[Goal]: Can you reproduce all of the lines below word for word, omitting the pictures?

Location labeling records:
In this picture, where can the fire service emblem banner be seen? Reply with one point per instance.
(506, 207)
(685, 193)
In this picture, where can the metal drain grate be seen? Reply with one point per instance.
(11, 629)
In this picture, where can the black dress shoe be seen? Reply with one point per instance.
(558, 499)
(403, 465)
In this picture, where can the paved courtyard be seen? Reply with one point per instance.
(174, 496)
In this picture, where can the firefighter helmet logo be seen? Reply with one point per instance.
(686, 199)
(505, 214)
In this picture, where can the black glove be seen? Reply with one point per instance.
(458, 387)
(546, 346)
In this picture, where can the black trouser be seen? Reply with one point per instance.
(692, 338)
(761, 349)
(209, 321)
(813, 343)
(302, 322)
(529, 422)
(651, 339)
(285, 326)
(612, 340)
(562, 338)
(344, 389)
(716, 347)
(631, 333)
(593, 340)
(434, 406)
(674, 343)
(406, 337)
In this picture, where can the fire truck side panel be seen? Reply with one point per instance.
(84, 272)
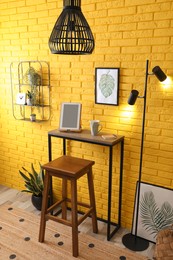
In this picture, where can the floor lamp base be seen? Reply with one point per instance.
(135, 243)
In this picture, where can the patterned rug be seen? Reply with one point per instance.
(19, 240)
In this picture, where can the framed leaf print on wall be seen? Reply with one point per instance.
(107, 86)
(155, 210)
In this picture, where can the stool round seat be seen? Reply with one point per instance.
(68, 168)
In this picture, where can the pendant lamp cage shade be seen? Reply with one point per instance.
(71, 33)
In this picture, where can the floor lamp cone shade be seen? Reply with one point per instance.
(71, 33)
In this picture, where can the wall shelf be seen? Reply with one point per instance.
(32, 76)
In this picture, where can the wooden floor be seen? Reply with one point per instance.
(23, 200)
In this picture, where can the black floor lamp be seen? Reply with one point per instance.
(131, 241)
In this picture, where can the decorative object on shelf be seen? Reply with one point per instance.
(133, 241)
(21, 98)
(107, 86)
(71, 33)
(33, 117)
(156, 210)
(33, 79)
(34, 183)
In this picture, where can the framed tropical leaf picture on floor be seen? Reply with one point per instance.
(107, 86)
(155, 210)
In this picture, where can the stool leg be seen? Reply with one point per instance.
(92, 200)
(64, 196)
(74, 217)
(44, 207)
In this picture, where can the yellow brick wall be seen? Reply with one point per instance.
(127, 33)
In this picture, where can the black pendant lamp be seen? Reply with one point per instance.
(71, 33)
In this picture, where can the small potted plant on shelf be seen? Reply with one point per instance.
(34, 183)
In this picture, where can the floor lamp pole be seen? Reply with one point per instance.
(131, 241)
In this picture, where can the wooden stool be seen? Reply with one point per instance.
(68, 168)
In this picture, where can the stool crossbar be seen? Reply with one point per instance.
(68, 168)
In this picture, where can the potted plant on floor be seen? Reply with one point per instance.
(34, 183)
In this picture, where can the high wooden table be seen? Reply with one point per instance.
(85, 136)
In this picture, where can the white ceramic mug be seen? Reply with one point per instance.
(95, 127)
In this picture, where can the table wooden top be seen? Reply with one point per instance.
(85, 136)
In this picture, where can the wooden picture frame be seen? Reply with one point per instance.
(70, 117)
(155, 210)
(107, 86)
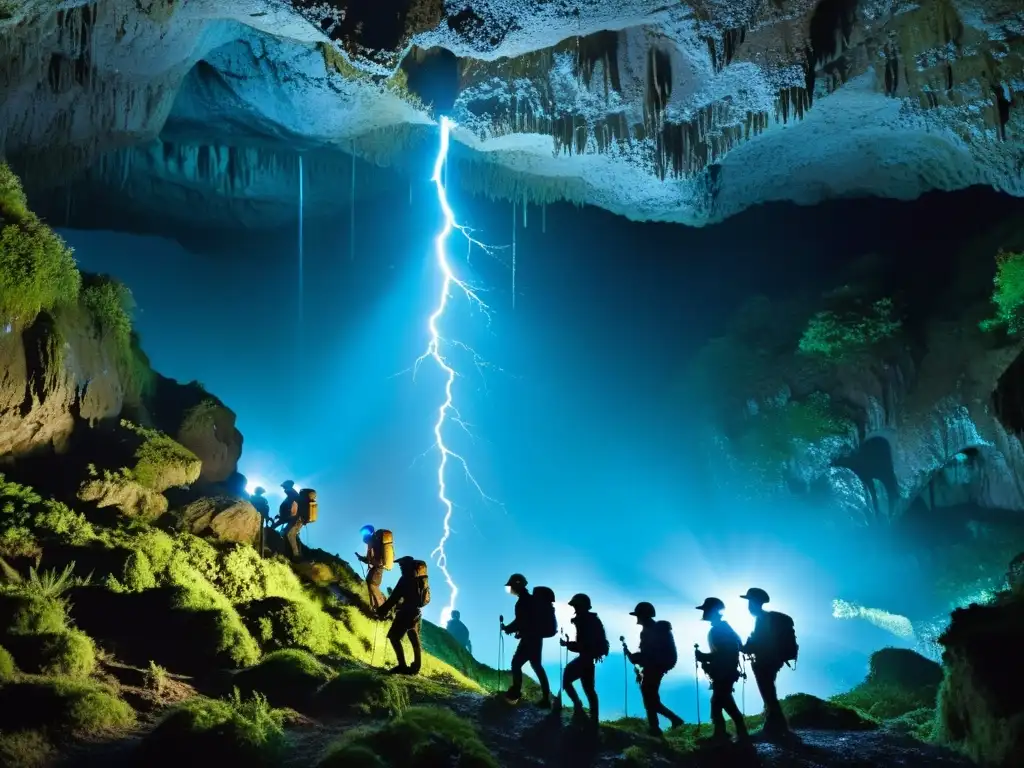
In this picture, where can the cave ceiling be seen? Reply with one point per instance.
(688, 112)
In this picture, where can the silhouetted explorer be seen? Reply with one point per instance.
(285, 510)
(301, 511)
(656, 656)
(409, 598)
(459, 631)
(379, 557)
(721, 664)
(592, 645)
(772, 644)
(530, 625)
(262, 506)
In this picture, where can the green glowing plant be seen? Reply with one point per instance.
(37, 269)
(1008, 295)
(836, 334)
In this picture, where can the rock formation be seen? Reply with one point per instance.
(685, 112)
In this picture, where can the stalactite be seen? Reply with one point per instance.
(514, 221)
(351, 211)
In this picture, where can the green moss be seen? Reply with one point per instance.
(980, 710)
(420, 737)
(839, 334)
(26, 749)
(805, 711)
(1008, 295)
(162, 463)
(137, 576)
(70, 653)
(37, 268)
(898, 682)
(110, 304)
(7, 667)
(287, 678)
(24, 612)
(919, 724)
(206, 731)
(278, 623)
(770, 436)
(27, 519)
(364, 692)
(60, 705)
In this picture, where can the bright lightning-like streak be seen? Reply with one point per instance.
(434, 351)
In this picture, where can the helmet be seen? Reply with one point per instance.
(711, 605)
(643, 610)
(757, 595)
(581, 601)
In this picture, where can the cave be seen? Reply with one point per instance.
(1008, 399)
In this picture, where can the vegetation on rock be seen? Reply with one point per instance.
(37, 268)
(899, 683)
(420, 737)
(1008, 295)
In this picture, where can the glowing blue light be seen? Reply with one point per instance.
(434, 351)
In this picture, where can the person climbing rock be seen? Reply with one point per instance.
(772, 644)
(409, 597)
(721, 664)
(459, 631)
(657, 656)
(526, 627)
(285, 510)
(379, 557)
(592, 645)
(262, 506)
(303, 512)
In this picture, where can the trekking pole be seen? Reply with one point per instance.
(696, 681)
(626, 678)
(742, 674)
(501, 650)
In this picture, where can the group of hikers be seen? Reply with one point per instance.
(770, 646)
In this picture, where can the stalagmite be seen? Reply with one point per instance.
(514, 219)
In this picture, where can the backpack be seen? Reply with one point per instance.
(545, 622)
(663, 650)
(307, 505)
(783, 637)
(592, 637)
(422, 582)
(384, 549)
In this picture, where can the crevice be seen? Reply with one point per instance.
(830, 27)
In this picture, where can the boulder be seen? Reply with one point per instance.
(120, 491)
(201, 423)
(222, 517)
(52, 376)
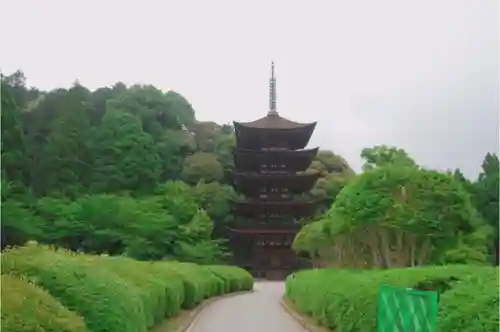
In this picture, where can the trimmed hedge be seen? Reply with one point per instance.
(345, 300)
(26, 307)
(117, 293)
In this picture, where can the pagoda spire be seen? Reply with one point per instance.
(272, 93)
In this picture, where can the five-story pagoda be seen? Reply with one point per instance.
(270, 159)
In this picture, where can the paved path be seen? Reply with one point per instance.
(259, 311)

[Reply]:
In this picture, where can the fire service emblem banner be seen? Reply with one point per instance.
(506, 207)
(685, 193)
In this picture, where can the metal drain grate be seen? Reply with one point per instance.
(11, 629)
In this picture, where can the black dress shoe be seen? Reply with one point per instance.
(558, 499)
(403, 465)
In this picture, where can the paved courtyard be seen? Reply with one point per instance.
(174, 496)
In this picture, where can the firefighter helmet logo be seen? Reply with one point per instance.
(686, 199)
(505, 214)
In this picture, where can the black glove be seen? Reply with one point per instance.
(458, 387)
(546, 346)
In this picture, where can the black trouser be seen? Reply with one point per instance.
(692, 338)
(761, 349)
(209, 321)
(813, 343)
(302, 322)
(529, 422)
(651, 339)
(285, 326)
(612, 340)
(562, 338)
(344, 389)
(716, 347)
(631, 333)
(593, 340)
(434, 406)
(674, 343)
(406, 337)
In this picture, where can the fire truck side panel be seen? Reply with one point per instance.
(84, 272)
In this picture, where can the floor lamp base be seen? Reply with one point per instance.
(135, 243)
In this picture, where can the patterned rug be seen? Reply with one point per instance.
(19, 240)
In this picture, where can the framed leaf print on wall be seen? Reply with one point per instance.
(107, 86)
(155, 210)
In this picture, where can the stool round seat be seen? Reply with one point per instance.
(68, 168)
In this picture, where can the pendant lamp cage shade be seen? Reply with one point per instance.
(71, 33)
In this picture, where can the floor lamp cone shade be seen? Reply with one point per instance.
(71, 33)
In this picture, where can the wall shelf be seen? Reply with one point per instance.
(32, 76)
In this picture, where can the wooden floor be seen? Reply with one point per instance.
(23, 200)
In this picture, where can the black floor lamp be seen? Reply with one point per instance.
(131, 241)
In this picture, where can the decorative object on shelf be seen? Reply with one point per instance.
(133, 241)
(21, 98)
(107, 86)
(71, 33)
(33, 117)
(156, 210)
(33, 79)
(34, 183)
In this picture, where can the framed tropical leaf picture on floor be seen? Reply with one point per instance.
(107, 86)
(155, 210)
In this picture, where can the stool leg be seen? Reply with one point per instance.
(92, 200)
(64, 196)
(74, 217)
(44, 207)
In this picture, where can the yellow brick wall be seen? Reply with one point per instance.
(127, 33)
In this picture, where can the black pendant lamp be seen? Reply with one point per instance.
(71, 33)
In this picture, where can the small potted plant on shelf be seen? Reply with one point per instance.
(34, 183)
In this picture, where can the floor lamp pole be seen? Reply with one point per instance.
(131, 241)
In this picture, where can the wooden stool be seen? Reply with one point per instance.
(68, 168)
In this picture, where can the stool crossbar be seen? Reply with one point per instance.
(68, 168)
In this picture, where can the potted plant on floor be seen? Reply with one point per instance.
(34, 183)
In this picture, where can the high wooden table be seen? Reply with one point per instance.
(85, 136)
In this picture, where can the white ceramic mug be seen? Reply with one point per instance.
(95, 127)
In this picture, where can the table wooden top be seen? Reply with one point per instance.
(85, 136)
In this picture, where can the wooden picture frame be seen? Reply with one point per instance.
(70, 117)
(155, 210)
(107, 86)
In this picture, where can the cave ceiling be seen? Reply with one point per instance.
(688, 112)
In this picture, where can the silhouetted explorer be seen? Reply with one point per instance.
(285, 510)
(301, 511)
(656, 656)
(409, 598)
(459, 631)
(379, 557)
(721, 664)
(592, 645)
(772, 644)
(530, 625)
(262, 506)
In this picture, where can the green glowing plant be seen? Reply with one point per instance.
(37, 269)
(1008, 295)
(836, 334)
In this picture, where can the rock formation be seen? Reply with one point per instance.
(685, 112)
In this picture, where can the stalactite be seen? Reply with one point per instance.
(514, 221)
(351, 211)
In this picture, where can the green moss be seen? Reply with one point per instance.
(980, 710)
(420, 737)
(839, 334)
(26, 749)
(805, 711)
(1008, 295)
(162, 463)
(137, 576)
(70, 653)
(37, 268)
(898, 682)
(110, 304)
(7, 667)
(287, 678)
(24, 612)
(919, 724)
(206, 731)
(278, 623)
(770, 436)
(27, 519)
(364, 692)
(60, 705)
In this picture, where can the bright lightning-like streak be seen? Reply with one point per instance.
(434, 351)
In this picture, where can the helmet be seen? Reply with one point per instance.
(711, 605)
(643, 610)
(757, 595)
(581, 601)
In this picture, where can the cave be seen? Reply with one point per instance.
(1008, 399)
In this picture, where can the vegetation on rock be seen? Reply with one point per instance.
(37, 268)
(899, 683)
(420, 737)
(1008, 295)
In this picture, where can the glowing blue light be seen? Reply with one point per instance.
(434, 351)
In this picture, where can the person climbing rock be seen? Reply with one point per instance.
(772, 644)
(409, 597)
(721, 664)
(459, 631)
(657, 656)
(526, 627)
(285, 510)
(379, 557)
(592, 645)
(262, 506)
(303, 512)
In this picture, where can the trekking pole be seen? Reply with one point per instance.
(696, 681)
(626, 678)
(742, 674)
(501, 650)
In this picture, where can the group of hikers be seen? Reply with one point per instance.
(770, 646)
In this picture, where can the stalagmite be seen? Reply with one point per instance.
(514, 219)
In this picture, where can the backpack be seen? Reply with one point per instance.
(545, 622)
(663, 650)
(307, 505)
(783, 637)
(592, 637)
(422, 582)
(384, 549)
In this picture, where can the crevice be seen? Reply with one point per instance.
(830, 27)
In this picture, where can the boulder be seen? Reply with one point per instance.
(120, 491)
(201, 423)
(222, 517)
(52, 376)
In this picture, where can the trimmed hedge be seen? Reply with one point per instance.
(345, 300)
(26, 307)
(117, 293)
In this picture, where can the pagoda spire be seen? Reply with one point per instance.
(272, 93)
In this picture, where can the five-story pagoda be seen? Reply with one point per instance.
(270, 159)
In this picture, where can the paved path be seen? Reply with one point per instance.
(259, 311)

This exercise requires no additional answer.